* _THE TASK_: Pick up the mailing-list message on public-key authentication for websites after its last line and keep writing it.

* _QUOTED PASSAGE_:
W3C home > Mailing lists > Public > public-usable-authentication@w3.org > February 2008

Re: Public-Key authentication for websites

From: Johnathan Nightingale <johnath@mozilla.com>
Date: Fri, 15 Feb 2008 10:41:56 -0500
Cc: public-usable-authentication@w3.org
Message-Id: <80AE1C70-30FA-407B-B383-D41779D735BD@mozilla.com>
To: Christoph Hack <c.hack@gmx.at>

I'm not sure if this is the right list (nor how precisely, for that  
matter, I got onto this list :) but how does your idea differ from  
just using client certs?  Yes, that potentially means the format of  
your GPG key might not be directly compatible, but there is pretty  
widespread use of, for instance, government-issued non-repudiation  
keys for e-government stuff.

As far as I know, though I haven't looked in detail, most modern  
browsers allow sites to store client certs, and to request client  
certificates as part of the TLS handshake.

Or am I totally missing your point?

Johnathan


On 14-Feb-08, at 7:00 PM, Christoph Hack wrote:

>
> Hiho everybody,
>
> today Public Keys are very popular and most Internet applications
> support GPG-Keys (e.g. lots of Mail readers and Jabber). Those public
> keys are much more secure and the user doesn't have transmit his
> password and remember it.
>
> But up to now, there aren't any Web Browsers which support a way to
> ask the user to sign something with his personal GPG Key. (please tell
> me if I'm wrong). But I think if somebody could write a RFC or  
> something
> similar for that, there might be a chance of getting this feature into
> some full-featured browsers :)
>
> Use Case:
> A use case for that could be the authentication handling for a web  
> site.
> The websites must provide an (optional) way for the user to attach his
> public keys to his profile and when the user wants to log-in, it's
> enough if he is able to decrypt or sign a specific message.

* _DATASET ROWS_:

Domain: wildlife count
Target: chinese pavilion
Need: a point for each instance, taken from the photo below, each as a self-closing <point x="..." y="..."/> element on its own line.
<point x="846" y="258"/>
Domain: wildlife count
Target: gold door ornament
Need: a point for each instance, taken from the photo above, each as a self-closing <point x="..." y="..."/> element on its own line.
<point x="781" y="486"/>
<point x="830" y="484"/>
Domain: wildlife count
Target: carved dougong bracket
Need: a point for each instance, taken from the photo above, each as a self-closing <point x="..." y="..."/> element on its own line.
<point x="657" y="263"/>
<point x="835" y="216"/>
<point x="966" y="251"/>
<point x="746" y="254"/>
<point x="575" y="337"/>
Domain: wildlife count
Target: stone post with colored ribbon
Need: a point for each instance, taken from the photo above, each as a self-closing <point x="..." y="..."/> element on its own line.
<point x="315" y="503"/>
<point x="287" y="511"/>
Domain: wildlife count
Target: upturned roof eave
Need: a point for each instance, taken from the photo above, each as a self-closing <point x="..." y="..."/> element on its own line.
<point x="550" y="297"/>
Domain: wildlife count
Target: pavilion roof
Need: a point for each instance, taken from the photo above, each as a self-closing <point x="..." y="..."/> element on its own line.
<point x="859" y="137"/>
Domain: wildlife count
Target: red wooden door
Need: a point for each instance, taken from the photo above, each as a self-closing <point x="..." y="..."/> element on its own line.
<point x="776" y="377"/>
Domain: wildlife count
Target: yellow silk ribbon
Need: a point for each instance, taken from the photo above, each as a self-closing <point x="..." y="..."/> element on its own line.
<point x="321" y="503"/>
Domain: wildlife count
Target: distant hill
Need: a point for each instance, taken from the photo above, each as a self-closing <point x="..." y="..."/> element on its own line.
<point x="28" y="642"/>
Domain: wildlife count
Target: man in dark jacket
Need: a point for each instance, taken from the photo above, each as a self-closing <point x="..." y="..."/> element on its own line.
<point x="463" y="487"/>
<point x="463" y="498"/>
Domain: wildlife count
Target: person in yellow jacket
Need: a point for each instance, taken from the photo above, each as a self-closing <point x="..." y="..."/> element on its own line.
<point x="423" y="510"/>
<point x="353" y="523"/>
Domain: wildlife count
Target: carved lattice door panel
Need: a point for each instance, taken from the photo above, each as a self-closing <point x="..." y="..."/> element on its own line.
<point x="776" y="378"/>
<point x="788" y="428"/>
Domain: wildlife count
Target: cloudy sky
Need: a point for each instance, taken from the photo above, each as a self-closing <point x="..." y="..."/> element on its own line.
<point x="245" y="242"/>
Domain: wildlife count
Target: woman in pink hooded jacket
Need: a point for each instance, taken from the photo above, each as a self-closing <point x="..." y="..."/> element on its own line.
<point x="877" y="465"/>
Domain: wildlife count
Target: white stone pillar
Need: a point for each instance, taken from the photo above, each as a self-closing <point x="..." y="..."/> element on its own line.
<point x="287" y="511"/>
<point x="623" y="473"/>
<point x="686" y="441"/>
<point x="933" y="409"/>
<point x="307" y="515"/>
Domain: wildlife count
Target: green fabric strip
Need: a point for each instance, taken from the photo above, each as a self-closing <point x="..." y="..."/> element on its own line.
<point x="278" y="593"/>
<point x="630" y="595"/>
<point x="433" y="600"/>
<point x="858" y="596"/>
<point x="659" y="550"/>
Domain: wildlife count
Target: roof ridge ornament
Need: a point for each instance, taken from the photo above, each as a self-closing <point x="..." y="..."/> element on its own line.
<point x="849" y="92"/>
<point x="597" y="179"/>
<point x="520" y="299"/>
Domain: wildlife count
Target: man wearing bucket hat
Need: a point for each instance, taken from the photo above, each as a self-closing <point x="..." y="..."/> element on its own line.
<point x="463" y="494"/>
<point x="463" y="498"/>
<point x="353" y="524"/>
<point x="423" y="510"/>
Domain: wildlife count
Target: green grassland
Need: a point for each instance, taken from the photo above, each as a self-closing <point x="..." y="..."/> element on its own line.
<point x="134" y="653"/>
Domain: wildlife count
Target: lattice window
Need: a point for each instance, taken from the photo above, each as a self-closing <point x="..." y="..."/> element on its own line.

* _OUTPUT FOR THIS TASK_:
>
> Benefits:
> - the user must not remember different passwords
> - it's probably much more secure than other password handling methods
> - websites could use this as an alternative authentication method
> - Bruce Force attacks against hashes in big databases (like recently  
> on
>   phpbb, woltlab, smf) aren't possible any more
> - and yes, I know that this idea is similar to OpenID, but it doesn't
>   require any additional services
>
> Problems:
> You can't use static messages for signing or decrypting, because then
> there is a high risk that somebody might collect and use the
> authentication information again. On the other side, completely  
> dynamic
> keys allow the server to get any messages signed by the user, probably
> with content the user don't want to sign. So there must be a well
> defined format (for example a tuple including a general header to
> describe the context, a domain and a secret (session)-key)...
>
> So, I am very interested in your opinion now. Do you think there is a
> way to get a feature like that? Or is this idea just a crap?
>
> Regards,
> Christoph Hack
>
>
> PS: I hope this is the right ML to share this idea, if not please
> redirect to the right one...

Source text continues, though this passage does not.